**Task requirements**
Copy everything from the line containing "Where can you spot the blue sky" down to the end of the records below, reproducing each line character for character.

**Record excerpts**
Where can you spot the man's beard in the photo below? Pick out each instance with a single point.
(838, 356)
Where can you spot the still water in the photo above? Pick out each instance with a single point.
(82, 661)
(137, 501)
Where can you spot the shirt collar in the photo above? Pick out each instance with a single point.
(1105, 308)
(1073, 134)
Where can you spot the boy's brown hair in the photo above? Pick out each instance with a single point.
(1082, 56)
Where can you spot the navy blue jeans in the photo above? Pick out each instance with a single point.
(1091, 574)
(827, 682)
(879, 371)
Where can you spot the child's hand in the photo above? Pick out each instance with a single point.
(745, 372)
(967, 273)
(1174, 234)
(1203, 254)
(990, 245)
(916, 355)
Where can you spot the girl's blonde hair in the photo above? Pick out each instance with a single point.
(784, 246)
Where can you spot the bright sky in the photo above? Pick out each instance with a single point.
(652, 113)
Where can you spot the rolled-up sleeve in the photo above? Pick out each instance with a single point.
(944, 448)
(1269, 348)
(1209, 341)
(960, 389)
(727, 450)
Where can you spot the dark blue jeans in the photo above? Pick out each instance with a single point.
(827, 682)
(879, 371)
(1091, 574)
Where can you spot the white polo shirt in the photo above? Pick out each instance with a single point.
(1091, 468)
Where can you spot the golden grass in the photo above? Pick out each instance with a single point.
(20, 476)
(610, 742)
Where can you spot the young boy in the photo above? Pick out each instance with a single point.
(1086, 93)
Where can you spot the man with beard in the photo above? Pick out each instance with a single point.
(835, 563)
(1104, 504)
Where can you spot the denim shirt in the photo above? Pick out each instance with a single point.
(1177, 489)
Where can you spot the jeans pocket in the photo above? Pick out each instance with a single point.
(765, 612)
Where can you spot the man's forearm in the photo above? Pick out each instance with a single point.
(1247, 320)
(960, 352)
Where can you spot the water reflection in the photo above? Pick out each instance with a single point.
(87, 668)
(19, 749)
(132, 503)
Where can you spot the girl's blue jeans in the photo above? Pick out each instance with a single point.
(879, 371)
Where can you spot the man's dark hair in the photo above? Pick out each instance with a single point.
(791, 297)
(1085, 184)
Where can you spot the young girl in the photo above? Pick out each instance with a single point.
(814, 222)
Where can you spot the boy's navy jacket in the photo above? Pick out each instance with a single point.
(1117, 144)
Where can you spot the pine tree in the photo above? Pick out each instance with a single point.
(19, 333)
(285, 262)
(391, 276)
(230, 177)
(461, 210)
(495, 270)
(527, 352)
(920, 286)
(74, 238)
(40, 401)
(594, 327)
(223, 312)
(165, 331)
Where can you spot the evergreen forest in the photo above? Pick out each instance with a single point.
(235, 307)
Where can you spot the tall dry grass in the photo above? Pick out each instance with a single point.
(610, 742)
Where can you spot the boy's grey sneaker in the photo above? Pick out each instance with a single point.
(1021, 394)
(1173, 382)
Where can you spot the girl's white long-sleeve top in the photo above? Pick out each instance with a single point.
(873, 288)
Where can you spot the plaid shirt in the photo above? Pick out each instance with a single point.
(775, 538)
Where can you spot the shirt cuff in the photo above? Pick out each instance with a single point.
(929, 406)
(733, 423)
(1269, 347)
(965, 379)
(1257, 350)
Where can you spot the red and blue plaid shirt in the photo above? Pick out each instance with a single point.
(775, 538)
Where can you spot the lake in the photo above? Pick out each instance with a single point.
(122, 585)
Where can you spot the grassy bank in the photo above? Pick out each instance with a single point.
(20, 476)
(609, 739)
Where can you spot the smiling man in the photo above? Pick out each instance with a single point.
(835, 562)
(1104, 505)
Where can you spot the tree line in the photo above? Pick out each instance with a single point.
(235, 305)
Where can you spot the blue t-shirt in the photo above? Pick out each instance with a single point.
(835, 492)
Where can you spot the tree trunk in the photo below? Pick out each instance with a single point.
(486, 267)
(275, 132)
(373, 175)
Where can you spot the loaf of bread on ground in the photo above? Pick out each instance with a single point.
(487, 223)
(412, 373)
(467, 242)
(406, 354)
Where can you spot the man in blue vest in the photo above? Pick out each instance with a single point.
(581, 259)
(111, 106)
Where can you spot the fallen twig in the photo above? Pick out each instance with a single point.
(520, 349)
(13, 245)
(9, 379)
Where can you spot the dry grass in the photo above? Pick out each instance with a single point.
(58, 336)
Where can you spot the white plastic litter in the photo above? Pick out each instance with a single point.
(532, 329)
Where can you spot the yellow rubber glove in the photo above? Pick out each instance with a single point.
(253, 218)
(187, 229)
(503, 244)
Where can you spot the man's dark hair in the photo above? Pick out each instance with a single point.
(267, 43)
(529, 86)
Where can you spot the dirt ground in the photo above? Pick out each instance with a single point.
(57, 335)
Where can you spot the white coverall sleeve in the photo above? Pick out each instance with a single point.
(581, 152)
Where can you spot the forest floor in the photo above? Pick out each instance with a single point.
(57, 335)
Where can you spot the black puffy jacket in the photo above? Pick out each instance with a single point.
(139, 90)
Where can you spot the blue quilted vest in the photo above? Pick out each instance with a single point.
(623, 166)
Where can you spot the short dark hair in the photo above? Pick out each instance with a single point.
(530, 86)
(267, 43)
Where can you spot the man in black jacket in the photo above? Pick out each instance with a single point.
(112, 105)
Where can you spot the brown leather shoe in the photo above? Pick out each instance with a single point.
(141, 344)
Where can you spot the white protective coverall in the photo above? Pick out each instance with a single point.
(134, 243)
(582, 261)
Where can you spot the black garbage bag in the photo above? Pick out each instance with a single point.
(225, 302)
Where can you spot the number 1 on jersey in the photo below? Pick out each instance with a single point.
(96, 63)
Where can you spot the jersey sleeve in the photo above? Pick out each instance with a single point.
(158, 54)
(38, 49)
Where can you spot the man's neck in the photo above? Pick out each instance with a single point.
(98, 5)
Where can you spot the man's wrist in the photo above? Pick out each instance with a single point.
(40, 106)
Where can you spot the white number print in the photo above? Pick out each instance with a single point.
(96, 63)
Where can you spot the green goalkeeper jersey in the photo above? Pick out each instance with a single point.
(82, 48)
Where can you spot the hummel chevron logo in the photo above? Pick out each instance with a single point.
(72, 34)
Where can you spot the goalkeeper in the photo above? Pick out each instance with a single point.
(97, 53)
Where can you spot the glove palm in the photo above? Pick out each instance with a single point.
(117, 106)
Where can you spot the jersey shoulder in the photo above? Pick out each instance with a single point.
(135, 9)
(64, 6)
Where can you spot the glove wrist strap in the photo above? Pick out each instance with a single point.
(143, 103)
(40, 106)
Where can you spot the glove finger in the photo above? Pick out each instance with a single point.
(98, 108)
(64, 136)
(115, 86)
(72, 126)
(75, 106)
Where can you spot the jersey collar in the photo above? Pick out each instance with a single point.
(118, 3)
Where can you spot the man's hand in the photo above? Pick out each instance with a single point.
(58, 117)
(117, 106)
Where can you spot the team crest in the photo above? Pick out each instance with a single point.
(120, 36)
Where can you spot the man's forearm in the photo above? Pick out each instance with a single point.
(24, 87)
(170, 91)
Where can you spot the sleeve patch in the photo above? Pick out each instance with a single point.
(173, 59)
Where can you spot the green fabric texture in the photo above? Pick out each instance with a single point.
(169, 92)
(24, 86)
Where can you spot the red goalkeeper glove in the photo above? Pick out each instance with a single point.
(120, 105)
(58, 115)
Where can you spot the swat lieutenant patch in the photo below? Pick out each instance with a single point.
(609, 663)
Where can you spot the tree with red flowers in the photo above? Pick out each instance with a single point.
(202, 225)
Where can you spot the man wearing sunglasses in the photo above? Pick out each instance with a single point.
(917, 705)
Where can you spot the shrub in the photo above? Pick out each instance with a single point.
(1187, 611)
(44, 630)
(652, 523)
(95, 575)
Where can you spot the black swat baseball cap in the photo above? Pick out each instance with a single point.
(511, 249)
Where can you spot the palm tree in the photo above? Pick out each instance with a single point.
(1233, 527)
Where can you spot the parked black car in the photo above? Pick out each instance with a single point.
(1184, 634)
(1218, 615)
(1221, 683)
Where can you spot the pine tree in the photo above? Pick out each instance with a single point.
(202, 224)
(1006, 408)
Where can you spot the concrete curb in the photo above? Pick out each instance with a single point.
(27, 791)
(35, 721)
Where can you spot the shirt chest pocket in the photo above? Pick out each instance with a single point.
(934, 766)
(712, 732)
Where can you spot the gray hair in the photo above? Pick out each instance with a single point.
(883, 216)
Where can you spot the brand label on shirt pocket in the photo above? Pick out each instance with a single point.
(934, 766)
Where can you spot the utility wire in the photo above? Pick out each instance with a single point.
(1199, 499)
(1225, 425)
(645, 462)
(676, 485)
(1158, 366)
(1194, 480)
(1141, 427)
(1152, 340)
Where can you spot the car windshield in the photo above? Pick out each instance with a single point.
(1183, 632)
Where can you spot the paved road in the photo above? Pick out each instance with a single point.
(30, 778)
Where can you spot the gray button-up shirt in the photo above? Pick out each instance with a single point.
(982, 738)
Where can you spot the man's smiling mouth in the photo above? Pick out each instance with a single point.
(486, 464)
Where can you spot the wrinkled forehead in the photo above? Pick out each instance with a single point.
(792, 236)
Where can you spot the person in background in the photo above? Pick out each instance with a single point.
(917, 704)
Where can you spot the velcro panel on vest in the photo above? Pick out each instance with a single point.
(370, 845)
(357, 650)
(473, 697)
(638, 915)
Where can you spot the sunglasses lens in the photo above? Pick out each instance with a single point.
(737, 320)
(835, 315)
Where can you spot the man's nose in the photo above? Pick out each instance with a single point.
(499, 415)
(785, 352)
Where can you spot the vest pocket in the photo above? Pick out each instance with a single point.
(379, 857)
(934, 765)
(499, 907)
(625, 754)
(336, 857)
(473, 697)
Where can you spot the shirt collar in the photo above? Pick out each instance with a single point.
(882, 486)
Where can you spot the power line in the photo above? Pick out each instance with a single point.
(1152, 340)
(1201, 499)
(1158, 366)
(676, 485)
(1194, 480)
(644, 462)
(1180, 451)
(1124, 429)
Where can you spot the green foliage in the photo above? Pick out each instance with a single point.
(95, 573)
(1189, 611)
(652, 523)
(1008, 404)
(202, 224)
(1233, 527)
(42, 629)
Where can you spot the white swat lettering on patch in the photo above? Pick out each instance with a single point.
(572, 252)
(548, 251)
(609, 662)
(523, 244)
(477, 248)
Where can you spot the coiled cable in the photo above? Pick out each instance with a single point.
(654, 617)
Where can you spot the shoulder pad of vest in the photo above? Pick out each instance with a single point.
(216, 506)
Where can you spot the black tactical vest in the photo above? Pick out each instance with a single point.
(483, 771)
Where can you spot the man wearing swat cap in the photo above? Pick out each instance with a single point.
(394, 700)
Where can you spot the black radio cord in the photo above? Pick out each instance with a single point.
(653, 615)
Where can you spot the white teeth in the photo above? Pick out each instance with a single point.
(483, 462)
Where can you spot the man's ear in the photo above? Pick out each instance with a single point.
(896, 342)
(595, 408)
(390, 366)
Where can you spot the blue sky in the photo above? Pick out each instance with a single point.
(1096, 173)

**The reply**
Where can you spot the blue sky in the photo above? Pick out each instance with a single point.
(1096, 173)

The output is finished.